-------- Material to process --------
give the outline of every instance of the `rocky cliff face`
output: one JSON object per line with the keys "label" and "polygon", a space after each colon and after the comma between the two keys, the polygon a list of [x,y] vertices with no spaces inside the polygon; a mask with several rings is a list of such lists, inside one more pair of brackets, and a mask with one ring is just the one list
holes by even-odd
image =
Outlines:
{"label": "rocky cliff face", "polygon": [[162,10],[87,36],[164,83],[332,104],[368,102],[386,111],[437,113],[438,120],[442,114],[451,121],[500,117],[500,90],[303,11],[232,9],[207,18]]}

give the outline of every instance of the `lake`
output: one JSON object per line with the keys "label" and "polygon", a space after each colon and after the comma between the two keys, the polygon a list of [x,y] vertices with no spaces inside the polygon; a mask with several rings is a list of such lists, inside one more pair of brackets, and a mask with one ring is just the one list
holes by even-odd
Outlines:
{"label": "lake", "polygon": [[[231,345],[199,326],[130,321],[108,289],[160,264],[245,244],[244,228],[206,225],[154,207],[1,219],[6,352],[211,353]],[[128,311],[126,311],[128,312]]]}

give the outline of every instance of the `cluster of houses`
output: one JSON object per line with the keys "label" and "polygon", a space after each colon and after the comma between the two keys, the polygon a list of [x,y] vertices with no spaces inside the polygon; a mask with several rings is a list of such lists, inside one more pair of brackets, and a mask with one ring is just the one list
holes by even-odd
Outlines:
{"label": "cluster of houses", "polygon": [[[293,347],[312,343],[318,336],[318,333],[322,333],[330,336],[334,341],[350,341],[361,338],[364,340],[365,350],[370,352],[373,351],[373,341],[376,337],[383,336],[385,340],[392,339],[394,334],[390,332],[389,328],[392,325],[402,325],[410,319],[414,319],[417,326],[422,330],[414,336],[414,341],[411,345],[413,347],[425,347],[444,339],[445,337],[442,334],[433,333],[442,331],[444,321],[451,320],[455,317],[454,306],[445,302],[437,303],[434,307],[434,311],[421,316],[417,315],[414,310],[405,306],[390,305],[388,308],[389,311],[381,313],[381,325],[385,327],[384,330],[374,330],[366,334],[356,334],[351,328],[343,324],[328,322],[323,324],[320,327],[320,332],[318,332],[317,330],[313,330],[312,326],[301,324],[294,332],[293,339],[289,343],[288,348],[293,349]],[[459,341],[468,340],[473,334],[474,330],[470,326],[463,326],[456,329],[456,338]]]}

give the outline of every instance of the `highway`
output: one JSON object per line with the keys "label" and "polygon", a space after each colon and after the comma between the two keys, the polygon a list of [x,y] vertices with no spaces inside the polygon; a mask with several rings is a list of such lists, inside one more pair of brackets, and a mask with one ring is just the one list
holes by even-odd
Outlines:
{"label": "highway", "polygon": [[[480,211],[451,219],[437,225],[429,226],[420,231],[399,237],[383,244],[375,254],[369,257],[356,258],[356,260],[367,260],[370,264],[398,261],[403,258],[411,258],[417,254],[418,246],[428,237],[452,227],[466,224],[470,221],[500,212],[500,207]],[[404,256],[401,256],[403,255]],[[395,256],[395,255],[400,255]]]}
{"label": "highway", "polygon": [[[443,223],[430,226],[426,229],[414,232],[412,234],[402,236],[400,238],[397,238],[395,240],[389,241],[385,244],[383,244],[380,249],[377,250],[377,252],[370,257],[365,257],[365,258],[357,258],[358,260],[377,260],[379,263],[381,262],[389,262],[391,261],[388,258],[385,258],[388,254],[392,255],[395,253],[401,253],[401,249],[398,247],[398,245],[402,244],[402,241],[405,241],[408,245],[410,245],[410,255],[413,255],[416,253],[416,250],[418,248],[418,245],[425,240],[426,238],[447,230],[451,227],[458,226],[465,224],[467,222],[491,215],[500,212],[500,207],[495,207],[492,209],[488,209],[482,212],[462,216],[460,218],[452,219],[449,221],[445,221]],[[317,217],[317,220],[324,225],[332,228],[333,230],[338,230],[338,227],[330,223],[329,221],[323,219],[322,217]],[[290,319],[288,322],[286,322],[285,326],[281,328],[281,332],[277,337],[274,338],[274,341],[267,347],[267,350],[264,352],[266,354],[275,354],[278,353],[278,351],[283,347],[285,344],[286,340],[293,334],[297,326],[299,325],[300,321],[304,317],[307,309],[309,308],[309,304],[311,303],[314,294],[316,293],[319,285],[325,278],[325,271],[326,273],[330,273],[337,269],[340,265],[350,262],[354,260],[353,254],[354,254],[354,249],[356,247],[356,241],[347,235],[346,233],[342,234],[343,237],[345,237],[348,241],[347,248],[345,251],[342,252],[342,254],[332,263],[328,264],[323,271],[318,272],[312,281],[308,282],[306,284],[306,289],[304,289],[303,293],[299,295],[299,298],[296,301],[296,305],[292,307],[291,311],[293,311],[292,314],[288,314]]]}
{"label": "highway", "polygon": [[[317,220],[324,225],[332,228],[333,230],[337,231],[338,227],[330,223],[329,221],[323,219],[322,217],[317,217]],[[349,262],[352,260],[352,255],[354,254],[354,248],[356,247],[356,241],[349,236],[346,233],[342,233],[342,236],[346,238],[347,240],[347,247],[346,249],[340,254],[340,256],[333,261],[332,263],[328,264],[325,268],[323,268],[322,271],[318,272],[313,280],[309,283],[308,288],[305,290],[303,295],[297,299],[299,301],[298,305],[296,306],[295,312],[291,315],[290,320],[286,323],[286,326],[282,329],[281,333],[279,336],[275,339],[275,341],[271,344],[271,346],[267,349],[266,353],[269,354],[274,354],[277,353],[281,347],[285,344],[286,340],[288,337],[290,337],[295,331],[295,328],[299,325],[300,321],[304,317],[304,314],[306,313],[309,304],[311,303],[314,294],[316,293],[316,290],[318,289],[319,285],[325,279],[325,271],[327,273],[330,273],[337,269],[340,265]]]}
--------
» Written problem
Each line above must be printed exactly as it appears.

» Task answer
give the outline of every instance of the `rocky cliff face`
output: one JSON object per line with the keys "label" and "polygon", a space after each colon and after the comma between the two keys, the polygon a list of [x,y] vertices with no spaces inside the polygon; a mask with several rings is a list of such lists, inside one more pair of brackets, and a mask with one ring is just the one list
holes by even-odd
image =
Outlines:
{"label": "rocky cliff face", "polygon": [[162,10],[87,36],[164,83],[332,104],[368,102],[386,111],[437,113],[438,120],[442,114],[451,121],[500,117],[500,90],[303,11],[232,9],[207,18]]}

give the outline of every instance of the `lake`
output: one JSON object per line with the keys "label" and "polygon", a space after each colon and after the comma between the two keys, the polygon a list of [x,y] vertices with no spaces inside the polygon; a mask with several rings is a list of such lists, inside one more pair of brackets, and a mask with one ring is just the one list
holes by even-odd
Outlines:
{"label": "lake", "polygon": [[[231,345],[199,326],[130,321],[108,289],[160,264],[245,244],[244,228],[206,225],[154,207],[1,219],[6,352],[211,353]],[[128,311],[126,311],[128,312]]]}

give the outline of every instance of the `cluster of houses`
output: one JSON object per line with the keys "label" and "polygon", a space after each colon and after the comma between the two keys, the polygon a list of [x,y] vertices with no spaces inside the polygon; a mask with several rings is a list of such lists, inside one more pair of brackets, and a mask with one ring is just the one list
holes by even-odd
Outlines:
{"label": "cluster of houses", "polygon": [[[293,347],[312,343],[318,336],[318,333],[322,333],[330,336],[334,341],[350,341],[361,338],[364,340],[365,350],[370,352],[373,351],[373,341],[376,337],[383,336],[385,340],[392,339],[394,334],[390,332],[389,328],[392,325],[402,325],[410,319],[414,319],[417,326],[422,330],[414,336],[414,341],[411,345],[413,347],[425,347],[444,339],[445,337],[442,334],[433,333],[442,331],[444,321],[451,320],[455,317],[454,306],[445,302],[437,303],[434,307],[434,311],[421,316],[417,315],[414,310],[405,306],[390,305],[388,308],[389,311],[381,313],[381,325],[385,327],[384,330],[374,330],[366,334],[356,334],[351,328],[343,324],[328,322],[323,324],[320,327],[320,332],[318,332],[317,330],[313,330],[312,326],[301,324],[294,332],[293,339],[289,343],[288,348],[293,349]],[[459,341],[468,340],[473,334],[474,330],[470,326],[463,326],[456,329],[456,338]]]}

give the outline of every instance of the `highway`
output: one JSON object per line with the keys "label" and "polygon", a space after each colon and after the comma between the two keys, the polygon a list of [x,y] vertices with no spaces inside the polygon; a mask with several rings is a list of such lists, inside one more pair of brackets, and a mask with one ring is just the one list
holes by even-odd
Outlines:
{"label": "highway", "polygon": [[[480,211],[451,219],[437,225],[429,226],[420,231],[399,237],[383,244],[375,254],[369,257],[356,258],[356,260],[367,260],[370,264],[398,261],[403,258],[411,258],[417,254],[418,246],[428,237],[452,227],[466,224],[470,221],[500,212],[500,207]],[[404,256],[401,256],[403,255]],[[395,256],[395,255],[400,255]]]}
{"label": "highway", "polygon": [[[443,223],[430,226],[426,229],[414,232],[412,234],[402,236],[400,238],[397,238],[395,240],[389,241],[385,244],[383,244],[380,249],[377,250],[377,252],[370,257],[365,257],[365,258],[357,258],[358,260],[377,260],[379,263],[381,262],[389,262],[391,261],[388,258],[385,258],[388,254],[392,255],[395,253],[401,253],[401,249],[398,247],[398,245],[402,244],[402,241],[405,241],[408,245],[410,245],[410,255],[413,255],[416,253],[416,250],[418,248],[418,245],[425,240],[426,238],[447,230],[451,227],[458,226],[465,224],[467,222],[491,215],[500,212],[500,207],[495,207],[492,209],[488,209],[482,212],[462,216],[460,218],[452,219],[449,221],[445,221]],[[317,217],[317,220],[324,225],[332,228],[333,230],[338,230],[338,227],[330,223],[329,221],[323,219],[322,217]],[[290,319],[288,322],[286,322],[285,326],[281,328],[281,332],[277,337],[274,338],[274,341],[267,347],[267,350],[264,352],[266,354],[275,354],[278,353],[278,351],[283,347],[285,344],[286,340],[293,334],[297,326],[299,325],[300,321],[304,317],[307,309],[309,308],[309,304],[311,303],[314,294],[316,293],[319,285],[325,278],[325,271],[326,273],[330,273],[337,269],[340,265],[350,262],[354,260],[353,254],[354,254],[354,249],[356,247],[356,241],[347,235],[346,233],[342,234],[343,237],[345,237],[348,241],[347,248],[345,251],[342,252],[342,254],[332,263],[328,264],[323,271],[318,272],[312,281],[308,282],[306,284],[306,289],[304,289],[303,293],[299,295],[299,298],[296,301],[296,305],[292,307],[291,311],[293,311],[292,314],[288,314]]]}
{"label": "highway", "polygon": [[[317,220],[324,225],[332,228],[333,230],[337,231],[338,227],[330,223],[329,221],[323,219],[322,217],[317,217]],[[349,262],[352,260],[352,255],[354,254],[354,248],[356,247],[356,241],[349,236],[346,233],[342,233],[342,236],[346,238],[347,240],[347,247],[346,249],[340,254],[340,256],[333,261],[332,263],[328,264],[325,268],[323,268],[322,271],[318,272],[313,280],[309,283],[308,288],[305,290],[303,295],[297,299],[299,301],[298,305],[296,306],[295,312],[291,315],[290,320],[286,323],[286,326],[282,329],[281,333],[279,336],[275,339],[275,341],[271,344],[271,346],[267,349],[266,353],[269,354],[274,354],[277,353],[281,347],[285,344],[286,340],[288,337],[290,337],[295,331],[295,328],[299,325],[300,321],[304,317],[304,314],[306,313],[309,304],[311,303],[314,294],[316,293],[316,290],[318,289],[319,285],[325,279],[325,271],[327,273],[330,273],[337,269],[340,265]]]}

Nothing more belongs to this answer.